* **REQUIRED TASK**: From the excerpt on Roman schooling, reproduce word for word the passage that opens with the words containing "Latin Studies and" and closes with "All rights reserved.".

* **PAGE EXTRACT**:
+--

Latin Studies and the Origins of Liberal Education


By W. Martin Bloomer

UNIVERSITY OF CALIFORNIA PRESS

Copyright © 2011 The Regents of the University of California
All rights reserved.
ISBN: 978-0-520-94840-2



CHAPTER 1

In Search of the Roman School


The centuries-long efforts and activities of students, teachers, parents, and patrons in Roman schools will be explored in this book as an important and innovative component in the making of Roman culture, with significant consequences for the methods and agents of education in the West. Histories of education tend to celebrate founders and revolutionaries. In such dramatic narratives, the Greeks have fared better than the Romans. No matter that the the notions of "Greeks" and "Romans" are rather vague, and, in our period, overlap; that the Greeks too were transmitters (and modifiers) of techniques and institutions of the training of children in literacy and numeracy; and that the broad strokes of this understanding reflect an Enlightenment prejudice that reduces to nearly unself-conscious mediators any, especially the Roman and the medieval, who stand between the Greek founders and the European spiritual and cultural revivers and heirs of early modernity. Modernity, however, should not take all the blame. The Romans themselves furnished the outlines for a history of education that misappraised their own roles. This chapter traces the origins of the underestimation of the Roman contribution to schooling and depicts the early centuries of schooling at Rome as a complex and thriving period.

The narratives and anecdotes of early schooling display the strong colors of an institution's and a society's mythmaking. Roman schoolmen reflected on the origins of their cherished institution, and, more generally, writers from the late republic and early empire investigated their past with complex presuppositions about the transfer of culture from Greece. Typically, they imagined a native hardiness and simplicity, long since lost or even spoiled by luxury and civil discord. This chapter recalls what Roman cultural etiology and archaeology forgot—the existence of schools before the influx of Hellenistic teachers after Rome's successful wars of the third and second centuries. Scholarly investigation has revealed that Roman archaic culture was bound to a broader Italic cultural community. The native history of the school, rich in symbolic contrasts and dramatic beginnings, deserves serious attention both for its influence and for its insight into the thinking of Roman educators. As mobile, flexible, and impermanent places and as an institution of and for children, Roman schools have left only a small imprint in the historical record. What is clear, nonetheless, is that the model of sudden cultural transfer is flawed and partial; that the Romans' reluctance to adopt gymnastic education during the third century can be explained; and that the educational milieu that the Hellenistic experts encountered and exploited needs to be differently, and better, understood.


Suetonius, most famous as a historian of the emperors, also included grammarians and rhetoricians in his study of famous men. In his biographies of the grammarians he noted that the old Romans had neither studied nor esteemed grammar and that its first teachers were those half-Greeks Ennius and Livius Andronicus. Suetonius had little to say of them and began his account of the origins of schooling with the first theoretical grammarian whose presence at Rome he could verify, the learned Crates of Mallos. The better-documented teaching of the internationally famous Crates appealed to Suetonius far more than did that of the republicans Ennius and Livius, of whom he knew much less, perhaps only a few anecdotes, which he could have drawn from Cicero and the early Latin poets' versions of Greek tragedies and of Homer's Odyssey, more unusual Hellenistic texts like the Epicharmus, and the works on Roman subjects, such as the Annales. The achievements of poets from Virgil through Lucan, Martial, and Statius had eclipsed those of the early poets. Crates' embassy to Rome in 168 formed instead a concrete and more dramatic point of origin—the bringer of culture arrived fully laden.

+--

* **SUPPLIED INFORMATION**:

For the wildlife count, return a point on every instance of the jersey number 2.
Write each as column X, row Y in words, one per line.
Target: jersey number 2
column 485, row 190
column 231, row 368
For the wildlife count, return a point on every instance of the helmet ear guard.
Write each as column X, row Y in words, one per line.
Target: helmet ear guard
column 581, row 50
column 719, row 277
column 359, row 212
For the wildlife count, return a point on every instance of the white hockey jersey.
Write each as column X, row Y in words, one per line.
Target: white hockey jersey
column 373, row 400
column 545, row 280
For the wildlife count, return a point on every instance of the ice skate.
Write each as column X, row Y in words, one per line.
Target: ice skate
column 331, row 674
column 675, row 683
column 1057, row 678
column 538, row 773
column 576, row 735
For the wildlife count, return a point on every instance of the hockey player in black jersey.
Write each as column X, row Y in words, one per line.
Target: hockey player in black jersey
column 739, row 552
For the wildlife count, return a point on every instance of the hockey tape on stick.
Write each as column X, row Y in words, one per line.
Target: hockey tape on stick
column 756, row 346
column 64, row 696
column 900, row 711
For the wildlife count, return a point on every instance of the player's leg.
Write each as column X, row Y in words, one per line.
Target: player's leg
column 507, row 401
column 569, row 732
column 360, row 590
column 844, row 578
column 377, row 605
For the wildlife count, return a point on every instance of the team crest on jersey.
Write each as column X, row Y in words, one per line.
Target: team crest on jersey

+--

* **RESULT OF THE EXERCISE**:
Latin Studies and the Origins of Liberal Education


By W. Martin Bloomer

UNIVERSITY OF CALIFORNIA PRESS

Copyright © 2011 The Regents of the University of California
All rights reserved.